» Action item
With the pictures set aside, write out all of the data exactly as it stands.

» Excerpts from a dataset
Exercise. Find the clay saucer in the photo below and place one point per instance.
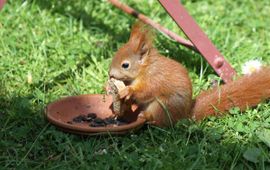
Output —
(62, 111)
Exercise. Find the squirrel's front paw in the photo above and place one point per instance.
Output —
(125, 93)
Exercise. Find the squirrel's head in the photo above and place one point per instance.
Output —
(132, 57)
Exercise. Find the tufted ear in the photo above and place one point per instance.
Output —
(141, 38)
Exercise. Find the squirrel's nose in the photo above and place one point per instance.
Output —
(112, 74)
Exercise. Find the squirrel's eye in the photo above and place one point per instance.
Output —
(125, 65)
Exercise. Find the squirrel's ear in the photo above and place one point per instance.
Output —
(141, 38)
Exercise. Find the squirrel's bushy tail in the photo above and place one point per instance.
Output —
(245, 92)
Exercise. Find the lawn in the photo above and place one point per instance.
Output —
(54, 48)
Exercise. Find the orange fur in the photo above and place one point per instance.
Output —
(162, 86)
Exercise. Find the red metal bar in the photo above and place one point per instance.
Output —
(199, 39)
(2, 2)
(148, 21)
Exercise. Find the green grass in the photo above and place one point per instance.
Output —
(67, 47)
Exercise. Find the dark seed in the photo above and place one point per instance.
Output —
(79, 119)
(94, 124)
(91, 115)
(119, 123)
(99, 121)
(109, 120)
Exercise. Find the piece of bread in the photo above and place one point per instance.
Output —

» Expected output
Exercise. Find the clay saucer in the photo below and place one point per instance.
Output —
(62, 111)
Exercise. Find the squirrel's front paw in the photo above and place one point per instance.
Output —
(125, 93)
Exercise. Find the squirrel's head in the photo above and place one point per instance.
Output —
(132, 57)
Exercise. Find the tufted ear in the photo above and place one point per instance.
Output —
(141, 38)
Exercise. Find the squirrel's nose in the photo above and place one point per instance.
Output —
(112, 74)
Exercise. Find the squirrel's eye in the photo above and place one point per instance.
Output —
(125, 65)
Exercise. Find the squirrel's ear in the photo above and place one point per instance.
Output —
(141, 38)
Exercise. Find the squirrel's bushy tail in the photo above and place one point per instance.
Output —
(245, 92)
Exercise. Find the lawn in the photo above and place one point per instance.
Output —
(54, 48)
Exercise. Find the orange fur in the photo above and place one point per instance.
Output —
(162, 86)
Exercise. Find the red metal bar in the photo above and place one point per instance.
Output —
(199, 39)
(2, 2)
(148, 21)
Exercise. Find the green grass in the photo above and place one point per instance.
Output —
(67, 47)
Exercise. Find the dark seed in the photo above and place one point per instance.
Output —
(79, 119)
(94, 124)
(91, 115)
(119, 123)
(99, 121)
(109, 120)
Exercise. Find the piece of bread in the photo above and place one point per instance.
Output —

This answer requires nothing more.